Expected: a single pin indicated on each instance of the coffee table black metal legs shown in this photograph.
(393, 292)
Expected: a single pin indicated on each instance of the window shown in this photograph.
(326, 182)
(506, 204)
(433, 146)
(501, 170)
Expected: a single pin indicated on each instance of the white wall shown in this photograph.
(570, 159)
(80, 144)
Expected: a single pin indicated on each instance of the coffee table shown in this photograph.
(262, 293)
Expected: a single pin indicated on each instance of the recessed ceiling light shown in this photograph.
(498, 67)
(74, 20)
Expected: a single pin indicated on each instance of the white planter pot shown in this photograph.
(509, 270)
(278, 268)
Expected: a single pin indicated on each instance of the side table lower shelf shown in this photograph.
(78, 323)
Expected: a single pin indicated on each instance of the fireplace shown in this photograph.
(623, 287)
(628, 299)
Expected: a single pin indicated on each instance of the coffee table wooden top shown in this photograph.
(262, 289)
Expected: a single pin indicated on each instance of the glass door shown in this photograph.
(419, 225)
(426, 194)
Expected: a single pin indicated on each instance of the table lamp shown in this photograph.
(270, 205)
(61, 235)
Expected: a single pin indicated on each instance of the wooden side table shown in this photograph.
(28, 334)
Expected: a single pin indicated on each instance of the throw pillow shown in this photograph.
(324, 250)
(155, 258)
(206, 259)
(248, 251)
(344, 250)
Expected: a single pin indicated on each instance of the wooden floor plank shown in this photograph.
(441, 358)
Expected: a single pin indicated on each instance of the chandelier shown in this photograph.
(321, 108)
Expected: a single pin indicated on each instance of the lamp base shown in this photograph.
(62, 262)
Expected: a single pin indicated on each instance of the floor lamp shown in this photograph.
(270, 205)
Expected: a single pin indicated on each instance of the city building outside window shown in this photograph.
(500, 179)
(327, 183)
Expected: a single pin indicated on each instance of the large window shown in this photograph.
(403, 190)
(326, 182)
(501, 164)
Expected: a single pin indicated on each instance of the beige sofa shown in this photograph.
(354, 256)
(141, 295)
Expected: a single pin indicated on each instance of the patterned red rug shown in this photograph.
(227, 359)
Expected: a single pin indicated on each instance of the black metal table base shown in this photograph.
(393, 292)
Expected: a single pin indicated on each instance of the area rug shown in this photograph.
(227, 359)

+ + +

**EXERCISE AIM**
Repeat the records exactly, including every line.

**SOLVED PROBLEM**
Expected: a single pin indicated on each instance of the coffee table black metal legs shown in this photograph.
(393, 292)
Expected: a single pin indicated on each instance of the window shown in this photograph.
(326, 182)
(506, 204)
(433, 146)
(501, 170)
Expected: a single pin indicated on each instance of the white wall shown in this photograph.
(570, 159)
(80, 144)
Expected: a single pin indicated on each instance of the coffee table shown in this photograph.
(262, 293)
Expected: a single pin indicated on each instance of the recessed ceiling light shown in this photograph.
(498, 67)
(74, 20)
Expected: a single pin indicated on each instance of the white planter pot shown in this photograph.
(509, 270)
(278, 268)
Expected: a single pin indicated on each instance of the side table lower shelf shown in this photograph.
(78, 323)
Expected: a single pin indicated on each instance of the fireplace shown in this photograph.
(623, 287)
(628, 299)
Expected: a single pin indicated on each instance of the coffee table wooden top shown in this photograph.
(262, 289)
Expected: a single pin indicated on each instance of the glass door shown in this photograph.
(419, 225)
(426, 194)
Expected: a single pin indicated on each instance of the table lamp shown in this photograph.
(270, 205)
(61, 235)
Expected: a single pin indicated on each instance of the wooden side table shown in this photograph.
(28, 334)
Expected: a single pin indicated on each instance of the throw pillow shown in this photograph.
(324, 250)
(155, 258)
(206, 259)
(248, 251)
(344, 250)
Expected: a single pin indicated on each instance of the wooden floor plank shown in this photograph.
(441, 358)
Expected: a single pin indicated on each instance of the chandelier shown in this photograph.
(321, 108)
Expected: a single pin indicated on each instance of the lamp base shown in this photograph.
(62, 262)
Expected: a single pin indicated on each instance of the floor lamp shown in this photograph.
(270, 205)
Expected: a single pin indicated on each instance of the city building outside window shown in this photograph.
(500, 179)
(327, 183)
Expected: a single pin indicated on each instance of the large window shown in this photograph.
(403, 190)
(326, 182)
(501, 164)
Expected: a single pin indicated on each instance of the beige sofa shown in this photograph.
(354, 256)
(141, 295)
Expected: a single pin indicated on each instance of the patterned red rug shown in this photograph.
(227, 359)
Expected: a single pin indicated on each instance of the black metal table base shown in this photograph.
(393, 292)
Expected: a single pin indicated on each instance of the area rug shown in this photograph.
(227, 359)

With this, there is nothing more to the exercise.